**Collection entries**
#####

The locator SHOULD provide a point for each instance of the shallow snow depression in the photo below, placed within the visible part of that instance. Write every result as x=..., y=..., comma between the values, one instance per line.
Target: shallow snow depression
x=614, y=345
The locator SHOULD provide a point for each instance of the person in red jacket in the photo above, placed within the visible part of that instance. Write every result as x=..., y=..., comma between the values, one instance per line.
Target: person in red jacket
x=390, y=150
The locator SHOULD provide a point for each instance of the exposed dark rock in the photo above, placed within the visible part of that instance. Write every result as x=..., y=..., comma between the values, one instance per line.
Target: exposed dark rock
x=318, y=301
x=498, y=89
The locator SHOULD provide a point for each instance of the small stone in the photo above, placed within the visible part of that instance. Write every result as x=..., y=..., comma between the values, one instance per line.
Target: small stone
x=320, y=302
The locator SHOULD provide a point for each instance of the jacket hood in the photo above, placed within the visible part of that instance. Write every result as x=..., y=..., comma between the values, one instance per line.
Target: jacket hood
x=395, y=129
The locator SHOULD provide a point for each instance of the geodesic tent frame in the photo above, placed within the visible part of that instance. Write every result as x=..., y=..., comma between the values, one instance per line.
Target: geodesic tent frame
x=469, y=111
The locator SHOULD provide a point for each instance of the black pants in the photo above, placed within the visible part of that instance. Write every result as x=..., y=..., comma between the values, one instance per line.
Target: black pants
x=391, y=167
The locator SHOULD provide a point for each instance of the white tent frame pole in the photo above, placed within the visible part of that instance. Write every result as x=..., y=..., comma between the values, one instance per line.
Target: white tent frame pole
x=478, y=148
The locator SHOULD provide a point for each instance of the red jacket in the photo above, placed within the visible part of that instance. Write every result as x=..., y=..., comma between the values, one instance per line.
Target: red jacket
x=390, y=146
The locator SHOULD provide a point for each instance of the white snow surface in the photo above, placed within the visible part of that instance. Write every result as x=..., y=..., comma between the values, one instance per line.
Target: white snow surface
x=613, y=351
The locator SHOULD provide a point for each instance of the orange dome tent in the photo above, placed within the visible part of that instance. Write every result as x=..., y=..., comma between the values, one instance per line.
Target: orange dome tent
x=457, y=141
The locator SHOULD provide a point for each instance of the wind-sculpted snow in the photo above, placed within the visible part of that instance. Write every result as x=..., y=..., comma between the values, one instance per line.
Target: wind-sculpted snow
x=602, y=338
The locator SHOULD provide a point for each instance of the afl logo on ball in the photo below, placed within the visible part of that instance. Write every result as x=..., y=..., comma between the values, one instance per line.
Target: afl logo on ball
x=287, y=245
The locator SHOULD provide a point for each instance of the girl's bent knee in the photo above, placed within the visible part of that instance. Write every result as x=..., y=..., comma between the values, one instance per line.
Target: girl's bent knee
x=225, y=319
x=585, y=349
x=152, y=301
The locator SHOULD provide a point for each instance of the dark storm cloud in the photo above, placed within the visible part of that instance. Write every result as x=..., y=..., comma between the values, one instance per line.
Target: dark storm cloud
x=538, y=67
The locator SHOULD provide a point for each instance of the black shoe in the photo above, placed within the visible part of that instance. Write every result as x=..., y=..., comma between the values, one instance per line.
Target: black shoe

#####

**WHAT IS BEING ASKED**
Rewrite every line of the material above as a numbered list, omitting any blank lines.

**ANSWER TO THE EXERCISE**
1. The locator SHOULD provide a point for each instance of the shallow snow depression in the photo below, placed within the visible part of that instance. Write every result as x=..., y=..., comma between the values, one instance per line.
2. Target: shallow snow depression
3. x=614, y=345
4. The locator SHOULD provide a point for each instance of the person in red jacket in the photo above, placed within the visible part of that instance. Write every result as x=..., y=..., comma between the values, one instance per line.
5. Target: person in red jacket
6. x=390, y=150
7. The locator SHOULD provide a point for each instance of the exposed dark rock in the photo above, placed within the visible part of that instance. Write every result as x=..., y=..., comma between the values, one instance per line.
8. Target: exposed dark rock
9. x=318, y=301
10. x=498, y=89
11. The locator SHOULD provide a point for each instance of the small stone in the photo above, placed within the visible part of that instance. Write every result as x=..., y=..., comma between the values, one instance per line.
12. Target: small stone
13. x=320, y=302
14. The locator SHOULD provide a point for each instance of the jacket hood in the photo above, placed within the visible part of that instance. Write every result as x=..., y=..., comma between the values, one instance per line.
15. Target: jacket hood
16. x=395, y=129
17. The locator SHOULD provide a point for each instance of the geodesic tent frame in the photo above, placed within the visible part of that instance. Write every result as x=..., y=..., comma between the values, one instance per line.
18. Target: geodesic tent frame
19. x=469, y=111
20. The locator SHOULD provide a point for each instance of the black pants in the photo above, placed within the visible part of that instance. Write every result as x=..., y=..., comma between the values, one instance per line.
21. Target: black pants
22. x=391, y=167
23. The locator SHOULD provide a point for each instance of the white tent frame pole in the photo above, placed within the visible part of that instance. Write every result as x=..., y=..., comma between the values, one instance per line.
24. Target: white tent frame pole
25. x=478, y=148
26. The locator SHOULD provide a point for each instance of the red jacket in the photo above, placed within the visible part of that instance. Write every result as x=..., y=..., comma between the values, one instance per line.
27. Target: red jacket
28. x=390, y=146
29. The locator SHOULD provide a point for each instance of the white snow surface in the photo above, placed within the visible part of that instance. Write every result as x=..., y=..., comma between the values, one instance per line.
30. Target: white snow surface
31. x=613, y=351
32. The locator SHOULD provide a point for each instance of the orange dome tent in the photo above, placed within the visible part of that instance. Write every result as x=..., y=..., comma between the values, one instance per line.
33. Target: orange dome tent
34. x=457, y=141
35. The locator SHOULD provide a point for each instance of the wind-sculpted snow in the photo above, placed within the visible part of that instance. Write every result as x=..., y=..., comma between the values, one instance per line.
36. Target: wind-sculpted snow
37. x=602, y=338
38. The locator SHOULD provide a point for each instance of the afl logo on ball in the photo below, placed within the visible part of that instance. Write every result as x=..., y=..., comma between the values, one instance per line.
39. Target: afl logo on ball
40. x=287, y=245
41. The locator SHOULD provide a point for each instance of the girl's bent knee in the photo above, placed within the visible part of that instance. Write every result as x=..., y=..., comma between the values, one instance per line.
42. Target: girl's bent knee
43. x=225, y=319
44. x=585, y=349
45. x=152, y=301
46. The locator SHOULD provide a point for each instance of the dark storm cloud in the photo above, placed within the visible part of that instance. Write every result as x=..., y=..., comma between the values, one instance per line.
47. Target: dark storm cloud
48. x=538, y=67
49. The locator SHOULD provide a point for each instance of the black shoe in the photo above, placed within the visible part of that instance. Write every result as x=..., y=..., comma between the values, one instance per line.
50. Target: black shoe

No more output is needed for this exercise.